**Given task**
List every line in the material below that contains the word "ingredient".
=== Extracted entries ===
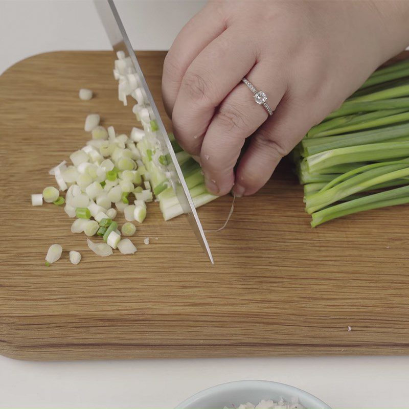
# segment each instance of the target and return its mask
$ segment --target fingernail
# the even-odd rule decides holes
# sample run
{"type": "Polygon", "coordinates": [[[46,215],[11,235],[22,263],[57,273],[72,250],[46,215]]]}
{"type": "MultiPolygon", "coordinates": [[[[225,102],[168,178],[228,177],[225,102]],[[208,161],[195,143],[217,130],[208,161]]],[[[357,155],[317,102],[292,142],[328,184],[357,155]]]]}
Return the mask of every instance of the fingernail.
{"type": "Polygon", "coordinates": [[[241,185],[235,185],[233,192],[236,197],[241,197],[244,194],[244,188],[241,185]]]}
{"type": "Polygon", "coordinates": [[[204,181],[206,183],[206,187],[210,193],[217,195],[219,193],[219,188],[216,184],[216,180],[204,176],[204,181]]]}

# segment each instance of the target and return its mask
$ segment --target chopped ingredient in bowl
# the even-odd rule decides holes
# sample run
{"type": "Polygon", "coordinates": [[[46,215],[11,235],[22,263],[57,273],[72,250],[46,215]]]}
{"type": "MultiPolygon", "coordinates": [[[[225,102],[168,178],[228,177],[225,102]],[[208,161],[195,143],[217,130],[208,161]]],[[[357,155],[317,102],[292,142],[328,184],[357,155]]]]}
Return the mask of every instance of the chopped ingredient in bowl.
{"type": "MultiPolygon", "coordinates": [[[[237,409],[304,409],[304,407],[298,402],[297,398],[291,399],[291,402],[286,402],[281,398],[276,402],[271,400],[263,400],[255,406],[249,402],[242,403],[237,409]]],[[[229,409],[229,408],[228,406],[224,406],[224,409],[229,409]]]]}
===
=== Extracted entries ===
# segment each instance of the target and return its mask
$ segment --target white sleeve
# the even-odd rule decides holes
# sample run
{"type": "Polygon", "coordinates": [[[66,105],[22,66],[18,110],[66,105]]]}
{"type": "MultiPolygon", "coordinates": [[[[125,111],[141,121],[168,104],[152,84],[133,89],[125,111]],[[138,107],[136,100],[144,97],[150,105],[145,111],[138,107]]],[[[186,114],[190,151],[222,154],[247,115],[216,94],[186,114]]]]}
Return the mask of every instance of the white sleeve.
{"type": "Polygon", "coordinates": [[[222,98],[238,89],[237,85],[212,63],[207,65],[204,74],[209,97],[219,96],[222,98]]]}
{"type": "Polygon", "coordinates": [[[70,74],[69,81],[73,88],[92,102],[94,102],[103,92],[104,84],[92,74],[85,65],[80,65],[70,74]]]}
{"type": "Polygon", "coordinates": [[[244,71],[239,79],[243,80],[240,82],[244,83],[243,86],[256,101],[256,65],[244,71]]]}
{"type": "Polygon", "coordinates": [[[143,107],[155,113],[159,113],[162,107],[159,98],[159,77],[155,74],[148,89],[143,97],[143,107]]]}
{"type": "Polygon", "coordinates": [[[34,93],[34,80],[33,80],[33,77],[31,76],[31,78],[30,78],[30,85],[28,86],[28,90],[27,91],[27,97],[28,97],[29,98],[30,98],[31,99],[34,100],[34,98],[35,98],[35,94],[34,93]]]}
===
=== Extracted entries ===
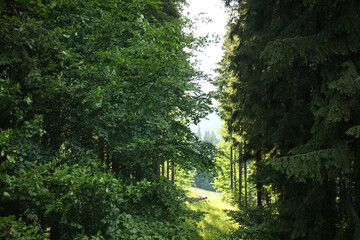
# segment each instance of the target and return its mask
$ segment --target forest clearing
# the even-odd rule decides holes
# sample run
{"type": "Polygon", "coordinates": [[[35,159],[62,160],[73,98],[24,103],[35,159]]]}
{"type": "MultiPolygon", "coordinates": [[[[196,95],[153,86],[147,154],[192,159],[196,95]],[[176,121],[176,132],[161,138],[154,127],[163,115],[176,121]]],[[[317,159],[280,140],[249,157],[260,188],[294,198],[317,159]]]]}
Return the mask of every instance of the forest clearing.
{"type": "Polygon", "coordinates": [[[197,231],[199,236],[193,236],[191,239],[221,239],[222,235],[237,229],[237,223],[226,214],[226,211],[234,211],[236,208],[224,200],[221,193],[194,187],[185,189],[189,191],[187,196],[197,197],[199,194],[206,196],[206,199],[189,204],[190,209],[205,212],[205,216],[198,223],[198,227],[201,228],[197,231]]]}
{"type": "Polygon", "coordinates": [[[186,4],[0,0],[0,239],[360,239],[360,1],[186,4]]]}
===
**Problem solution**
$ segment --target chopped ingredient in bowl
Return the mask of every instance of the chopped ingredient in bowl.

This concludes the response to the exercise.